*Action item:* Filter these entries down to lines holding "black".

---+---

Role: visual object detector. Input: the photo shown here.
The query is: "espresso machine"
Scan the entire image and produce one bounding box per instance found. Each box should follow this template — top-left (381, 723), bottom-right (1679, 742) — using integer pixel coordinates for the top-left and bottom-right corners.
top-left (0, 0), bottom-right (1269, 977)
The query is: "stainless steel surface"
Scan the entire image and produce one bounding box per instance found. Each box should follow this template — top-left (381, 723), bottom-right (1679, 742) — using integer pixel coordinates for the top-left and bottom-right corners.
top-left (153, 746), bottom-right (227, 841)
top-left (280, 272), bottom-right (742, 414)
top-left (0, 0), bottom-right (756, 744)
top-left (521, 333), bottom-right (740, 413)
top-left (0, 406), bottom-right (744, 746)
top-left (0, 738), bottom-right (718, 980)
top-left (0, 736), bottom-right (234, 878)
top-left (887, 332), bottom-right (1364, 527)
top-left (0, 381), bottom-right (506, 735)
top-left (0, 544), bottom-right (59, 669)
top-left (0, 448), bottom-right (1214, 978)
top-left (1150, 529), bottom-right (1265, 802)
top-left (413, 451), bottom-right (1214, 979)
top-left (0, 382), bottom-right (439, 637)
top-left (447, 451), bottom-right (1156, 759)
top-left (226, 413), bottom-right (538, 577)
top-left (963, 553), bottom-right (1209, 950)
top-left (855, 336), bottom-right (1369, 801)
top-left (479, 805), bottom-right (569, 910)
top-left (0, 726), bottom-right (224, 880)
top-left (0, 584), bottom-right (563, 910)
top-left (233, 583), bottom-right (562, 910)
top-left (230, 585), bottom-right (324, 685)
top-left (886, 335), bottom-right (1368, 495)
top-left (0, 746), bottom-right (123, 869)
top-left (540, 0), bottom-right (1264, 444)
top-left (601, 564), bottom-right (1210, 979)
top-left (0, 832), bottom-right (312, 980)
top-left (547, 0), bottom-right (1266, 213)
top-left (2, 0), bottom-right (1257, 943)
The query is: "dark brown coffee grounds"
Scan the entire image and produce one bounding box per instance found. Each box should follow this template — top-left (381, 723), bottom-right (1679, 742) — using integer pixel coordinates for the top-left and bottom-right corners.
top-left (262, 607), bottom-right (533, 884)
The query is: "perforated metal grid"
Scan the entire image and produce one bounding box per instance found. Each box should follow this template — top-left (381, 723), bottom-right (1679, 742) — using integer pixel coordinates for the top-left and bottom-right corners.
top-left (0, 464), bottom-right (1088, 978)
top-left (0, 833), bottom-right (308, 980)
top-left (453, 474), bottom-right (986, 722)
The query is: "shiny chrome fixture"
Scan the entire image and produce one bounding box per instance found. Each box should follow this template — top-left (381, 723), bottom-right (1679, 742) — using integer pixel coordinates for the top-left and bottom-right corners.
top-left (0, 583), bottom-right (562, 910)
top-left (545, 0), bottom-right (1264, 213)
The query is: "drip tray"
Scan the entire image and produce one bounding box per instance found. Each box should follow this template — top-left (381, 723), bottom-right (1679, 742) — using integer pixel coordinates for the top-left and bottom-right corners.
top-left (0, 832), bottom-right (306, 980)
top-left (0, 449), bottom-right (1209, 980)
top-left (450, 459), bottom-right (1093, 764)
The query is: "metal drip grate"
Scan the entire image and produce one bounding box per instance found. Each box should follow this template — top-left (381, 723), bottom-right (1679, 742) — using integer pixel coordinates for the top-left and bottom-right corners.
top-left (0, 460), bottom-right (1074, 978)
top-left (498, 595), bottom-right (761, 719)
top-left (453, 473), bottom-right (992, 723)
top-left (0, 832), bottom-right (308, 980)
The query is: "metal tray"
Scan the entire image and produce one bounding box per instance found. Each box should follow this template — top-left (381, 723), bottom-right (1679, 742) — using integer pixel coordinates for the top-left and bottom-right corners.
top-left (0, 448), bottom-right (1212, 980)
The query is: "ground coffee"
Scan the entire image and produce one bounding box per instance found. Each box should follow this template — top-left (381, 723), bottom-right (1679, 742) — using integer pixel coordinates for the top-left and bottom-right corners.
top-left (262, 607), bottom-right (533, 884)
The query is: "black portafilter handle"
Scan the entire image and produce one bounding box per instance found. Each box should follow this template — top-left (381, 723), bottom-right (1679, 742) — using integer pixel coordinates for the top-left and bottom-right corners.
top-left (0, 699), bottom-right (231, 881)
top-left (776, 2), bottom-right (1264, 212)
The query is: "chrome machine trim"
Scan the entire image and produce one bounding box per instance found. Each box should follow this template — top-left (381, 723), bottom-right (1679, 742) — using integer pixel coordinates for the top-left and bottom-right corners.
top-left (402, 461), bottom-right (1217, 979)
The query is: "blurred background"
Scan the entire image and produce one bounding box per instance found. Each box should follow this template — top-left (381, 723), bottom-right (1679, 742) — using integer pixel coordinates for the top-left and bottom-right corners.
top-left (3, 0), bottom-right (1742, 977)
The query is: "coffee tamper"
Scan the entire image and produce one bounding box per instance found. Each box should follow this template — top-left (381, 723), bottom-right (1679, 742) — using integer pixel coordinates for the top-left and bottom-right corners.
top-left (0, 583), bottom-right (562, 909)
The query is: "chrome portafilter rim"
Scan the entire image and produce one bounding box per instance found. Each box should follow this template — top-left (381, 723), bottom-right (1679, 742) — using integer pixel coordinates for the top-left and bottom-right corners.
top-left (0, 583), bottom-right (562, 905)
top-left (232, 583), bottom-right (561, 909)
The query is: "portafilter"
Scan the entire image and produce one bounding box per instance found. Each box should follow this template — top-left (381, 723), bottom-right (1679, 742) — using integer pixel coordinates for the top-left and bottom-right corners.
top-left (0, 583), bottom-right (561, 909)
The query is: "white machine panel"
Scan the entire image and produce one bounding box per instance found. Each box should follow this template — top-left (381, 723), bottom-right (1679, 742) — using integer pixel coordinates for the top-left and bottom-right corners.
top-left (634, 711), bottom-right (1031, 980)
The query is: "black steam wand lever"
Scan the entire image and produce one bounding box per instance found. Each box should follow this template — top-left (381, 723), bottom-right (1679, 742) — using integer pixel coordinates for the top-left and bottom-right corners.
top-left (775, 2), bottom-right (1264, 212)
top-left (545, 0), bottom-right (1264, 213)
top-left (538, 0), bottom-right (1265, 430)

---+---

*Answer to this exercise:*
The query is: "black portafilter handle"
The query is: "black steam wand lever"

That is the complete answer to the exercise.